──────── DATA FOR THIS EXERCISE

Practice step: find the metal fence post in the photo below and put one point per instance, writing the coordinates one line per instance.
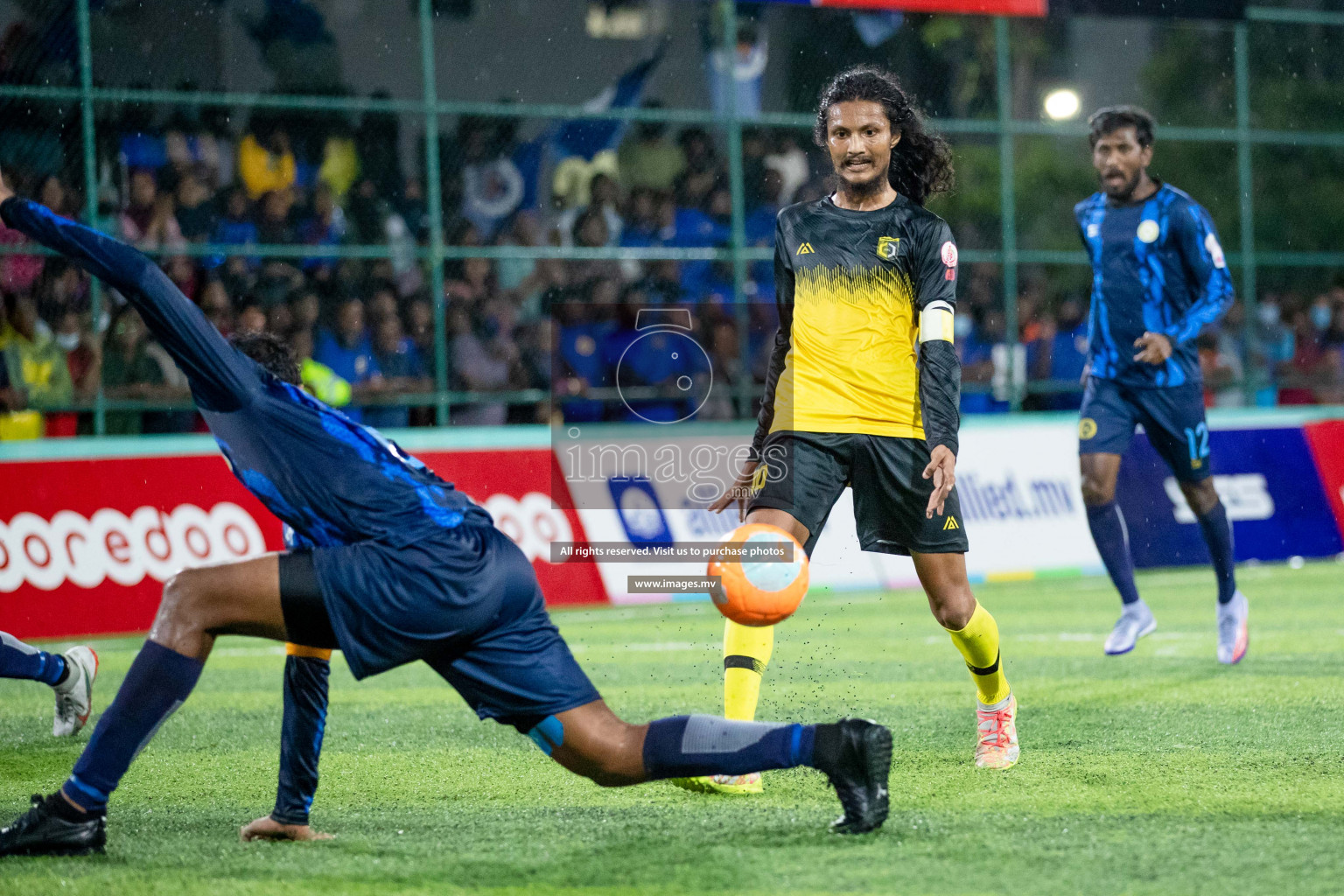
(729, 12)
(90, 158)
(434, 199)
(1007, 199)
(1246, 186)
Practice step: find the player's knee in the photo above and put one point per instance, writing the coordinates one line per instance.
(953, 614)
(185, 602)
(1097, 491)
(1200, 496)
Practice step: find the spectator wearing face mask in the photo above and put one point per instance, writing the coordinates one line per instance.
(1271, 349)
(350, 352)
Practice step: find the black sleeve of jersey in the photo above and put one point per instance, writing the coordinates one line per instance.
(940, 393)
(220, 376)
(782, 339)
(934, 278)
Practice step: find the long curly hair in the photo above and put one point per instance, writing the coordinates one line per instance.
(920, 164)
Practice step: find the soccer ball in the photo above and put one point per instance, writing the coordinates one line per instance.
(760, 592)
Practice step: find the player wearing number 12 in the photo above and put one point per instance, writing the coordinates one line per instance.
(1158, 278)
(863, 388)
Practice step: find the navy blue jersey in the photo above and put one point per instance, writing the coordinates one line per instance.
(328, 479)
(1156, 268)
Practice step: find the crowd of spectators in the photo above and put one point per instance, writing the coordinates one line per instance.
(556, 335)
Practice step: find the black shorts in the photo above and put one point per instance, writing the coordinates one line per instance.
(306, 621)
(807, 472)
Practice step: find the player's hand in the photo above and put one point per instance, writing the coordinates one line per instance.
(739, 492)
(268, 828)
(1153, 348)
(942, 471)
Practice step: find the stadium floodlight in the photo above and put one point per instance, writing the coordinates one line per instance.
(1063, 103)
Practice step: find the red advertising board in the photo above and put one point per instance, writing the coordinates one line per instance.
(1326, 444)
(87, 544)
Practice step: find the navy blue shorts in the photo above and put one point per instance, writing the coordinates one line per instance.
(1172, 416)
(466, 602)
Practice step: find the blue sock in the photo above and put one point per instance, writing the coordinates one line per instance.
(1218, 536)
(158, 682)
(692, 746)
(1108, 528)
(19, 660)
(301, 738)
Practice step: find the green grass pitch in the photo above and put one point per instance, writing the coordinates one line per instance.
(1156, 773)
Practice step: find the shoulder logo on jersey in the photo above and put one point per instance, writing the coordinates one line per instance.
(1215, 251)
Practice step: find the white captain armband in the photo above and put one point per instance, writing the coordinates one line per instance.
(935, 323)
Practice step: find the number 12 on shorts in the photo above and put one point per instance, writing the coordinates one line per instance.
(1198, 442)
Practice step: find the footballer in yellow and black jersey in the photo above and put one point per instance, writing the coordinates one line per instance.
(843, 394)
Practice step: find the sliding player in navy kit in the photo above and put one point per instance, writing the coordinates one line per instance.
(1158, 278)
(399, 567)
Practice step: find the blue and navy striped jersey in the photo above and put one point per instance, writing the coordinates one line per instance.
(1158, 266)
(328, 479)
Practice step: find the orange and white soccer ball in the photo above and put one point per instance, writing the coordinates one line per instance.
(760, 592)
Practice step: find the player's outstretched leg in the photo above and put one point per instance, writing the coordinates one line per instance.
(1108, 529)
(854, 754)
(70, 675)
(976, 635)
(1233, 609)
(237, 598)
(746, 652)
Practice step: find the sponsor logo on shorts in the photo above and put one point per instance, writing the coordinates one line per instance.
(760, 477)
(46, 554)
(531, 522)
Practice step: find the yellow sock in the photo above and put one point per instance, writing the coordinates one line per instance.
(978, 645)
(746, 650)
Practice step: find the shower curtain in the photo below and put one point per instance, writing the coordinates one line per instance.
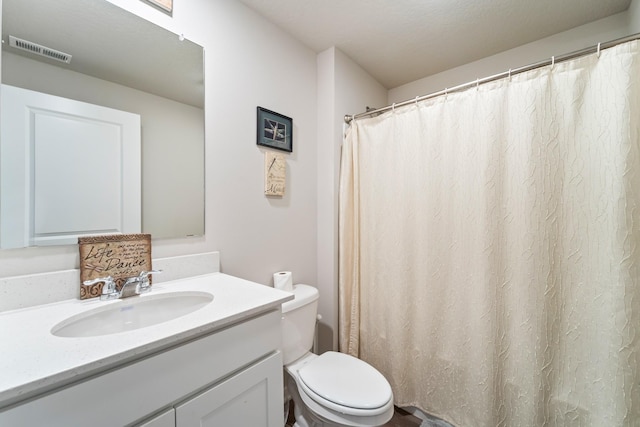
(489, 262)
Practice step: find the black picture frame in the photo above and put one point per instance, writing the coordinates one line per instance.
(274, 130)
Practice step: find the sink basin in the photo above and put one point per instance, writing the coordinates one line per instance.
(132, 313)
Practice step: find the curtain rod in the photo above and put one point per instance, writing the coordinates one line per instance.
(554, 59)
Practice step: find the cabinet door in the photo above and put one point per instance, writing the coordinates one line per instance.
(253, 397)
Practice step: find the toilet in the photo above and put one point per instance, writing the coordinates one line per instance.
(332, 389)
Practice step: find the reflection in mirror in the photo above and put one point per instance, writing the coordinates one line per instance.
(123, 62)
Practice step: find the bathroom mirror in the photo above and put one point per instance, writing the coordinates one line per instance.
(121, 61)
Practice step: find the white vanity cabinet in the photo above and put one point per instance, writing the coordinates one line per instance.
(230, 377)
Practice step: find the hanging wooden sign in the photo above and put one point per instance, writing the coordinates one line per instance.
(120, 256)
(275, 167)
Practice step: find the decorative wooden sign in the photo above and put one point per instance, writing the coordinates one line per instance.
(120, 256)
(274, 174)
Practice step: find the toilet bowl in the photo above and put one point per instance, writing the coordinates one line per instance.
(331, 389)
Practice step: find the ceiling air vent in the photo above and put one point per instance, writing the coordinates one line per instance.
(39, 49)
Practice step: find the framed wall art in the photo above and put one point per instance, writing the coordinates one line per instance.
(275, 130)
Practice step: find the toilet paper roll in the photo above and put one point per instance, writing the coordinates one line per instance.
(283, 280)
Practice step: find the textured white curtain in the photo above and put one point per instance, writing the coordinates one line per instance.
(489, 258)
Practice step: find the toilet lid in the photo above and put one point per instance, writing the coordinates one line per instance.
(346, 381)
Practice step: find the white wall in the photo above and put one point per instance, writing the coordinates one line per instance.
(610, 28)
(343, 87)
(249, 62)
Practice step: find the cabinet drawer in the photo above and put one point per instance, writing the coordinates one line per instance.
(129, 393)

────────────────

[REQUIRED TASK]
Restate the data above exactly, stripping out each image.

[SOLUTION FOR THIS EXERCISE]
Practice step: find the metal fence post in the photo below and put one point per instance, writing the coordinates one line per instance.
(729, 12)
(90, 158)
(434, 199)
(1007, 199)
(1246, 186)
Practice step: find the player's knee in the photo above and put one point per instance, writing the coordinates one line per instance.
(953, 614)
(185, 602)
(1097, 491)
(1200, 496)
Practice step: find the spectator wearing face mask in the photo above and put one point per instance, writing the coordinates one line per instance.
(1271, 349)
(350, 352)
Practice step: find the black sleeve of jersey in the photo above and put one point per instance, writing the coordinates one line per instance.
(940, 393)
(220, 376)
(782, 339)
(934, 278)
Practice step: find the long curly hair in the photo above and put one point per instance, writing the coordinates one line per instance.
(920, 164)
Practice step: find the soccer ball in the photo above and put one point per instance, writing the coordinates one line per instance.
(760, 592)
Practice step: find the player wearing number 12 in the photo above and put one point per instance, writing the coordinates one line per instance.
(1158, 278)
(863, 388)
Practice step: find the navy blue jersey in the photo above and put one point per instance, writing the coordinates one line per instance.
(328, 479)
(1156, 268)
Practice step: find the crowd of spectators in the photo above and put one point per instance, writing the coordinates one line per instance.
(556, 335)
Practice step: find the black shorts in the photo above and put one point per instance, writing the coordinates one line per instance.
(306, 621)
(807, 472)
Practice step: find the player's hand in the photo above and put one point per instance, writing the coordinates one line per instance.
(739, 492)
(268, 828)
(1153, 348)
(942, 471)
Practice step: find the stadium floodlight in the photo above and put one point per instance, writing the coordinates one line per instance.
(1063, 103)
Practice step: find the red advertising board in the photo above and put one point per instance, writing the coordinates one line per instance.
(1326, 444)
(87, 544)
Practice step: find the navy blue shorts in the photo above and put one point per instance, writing the coordinates one line per instance.
(1172, 416)
(466, 602)
Practice step: find the blue sock in the photo above and put one point per instance, writing the coordinates one line per instance.
(1218, 536)
(158, 682)
(692, 746)
(1108, 528)
(19, 660)
(301, 738)
Practice step: find the green grass pitch in the photo above and put one point per instance, writing the coordinates one line per instance.
(1156, 773)
Practice step: find the shoulder logo on jersey in the photo above and put one point per instance, writing the coordinates one line per instance.
(1215, 251)
Practice step: find the white captain armband in the photo above and put one point per instance, writing the coordinates one line per instance.
(935, 323)
Practice step: find the number 12 on shorts in the photo above and put one point per instance, writing the coordinates one line per instance.
(1198, 442)
Practice step: find the footballer in yellow and black jersey in the photo above and put one point per instance, writing the coordinates one line per instance.
(843, 394)
Practice step: find the sliding player in navy kit in the photo above and put one point per instance, writing the coordinates one line per instance.
(1158, 278)
(399, 567)
Practice step: find the blue and navy striped jersey in the photo above and put one point per instance, writing the coordinates one line per instance.
(1158, 266)
(328, 479)
Practice step: find the orange and white soccer ball in the photo above and put one point per instance, writing the coordinates one line per instance.
(760, 592)
Practice step: find the player's outstretched leg in the photo above and put one point per instance, writing the coordinates one line per instance.
(1108, 529)
(854, 754)
(70, 675)
(976, 635)
(1233, 609)
(237, 598)
(746, 652)
Practice step: find the sponsor logo on shorts in the photo above and put one point per instance, writing the coordinates one line per instance.
(760, 477)
(46, 554)
(531, 522)
Practice step: find the yellow sock in the photo above and put one point per instance, writing the coordinates one line per instance.
(978, 645)
(746, 650)
Practice step: find the shower curtain in the photo below and put one point per instance, writing the coordinates one line per instance.
(489, 262)
Practice step: find the black picture frame in the photo above and put one point per instance, writing the coordinates one line per instance.
(274, 130)
Practice step: find the sink basin in the photo above and put one point per instance, writing the coordinates one line per instance.
(132, 313)
Practice step: find the curtain rod in the photo above and put one point per instance, writing the coordinates one line per instance.
(554, 59)
Practice step: find the cabinet door in the photo above and put one point per instance, writing the coordinates one line per instance.
(253, 397)
Practice step: find the toilet in the photo above and put one point per instance, writing the coordinates one line per instance.
(332, 389)
Practice step: find the reflection in mirror in the photo above and put one point per instance, writing the coordinates one line per instance.
(123, 62)
Practice step: find the bathroom mirror in the photo above and put one point per instance, writing the coordinates one line per instance.
(121, 61)
Practice step: find the white vanity cabinet in the photo above and put one point per instance, writing the coordinates one line per instance.
(230, 377)
Practice step: find the hanging wooden sign in the photo above and put one point per instance, writing the coordinates one line per instance.
(120, 256)
(275, 167)
Practice step: find the decorative wooden sign in the photo above and put one point per instance, writing the coordinates one line per instance.
(120, 256)
(274, 174)
Practice step: find the toilet bowl in the photo above and put one point per instance, writing the coordinates one line per instance.
(331, 389)
Practice step: find the ceiling air vent in the photo above and put one point per instance, writing the coordinates one line per instance.
(39, 49)
Practice step: find the framed wall art in the photo above and put one point per instance, writing the coordinates one line per instance.
(275, 130)
Practice step: find the toilet paper roll in the photo above and put one point per instance, writing the coordinates one line per instance.
(283, 280)
Practice step: find the textured white curtain in the photo above and put one point per instance, writing the coordinates one line per instance.
(489, 258)
Practice step: find the toilet lid in the photo above and put one point per instance, writing the coordinates one line per instance.
(346, 381)
Practice step: find the white wall in the photo above and put one point per instance, writing the coordinates one line per instance.
(610, 28)
(343, 87)
(249, 62)
Practice step: find the cabinet drawer in the photo above and put one point per instance, writing the coordinates one line per instance.
(129, 393)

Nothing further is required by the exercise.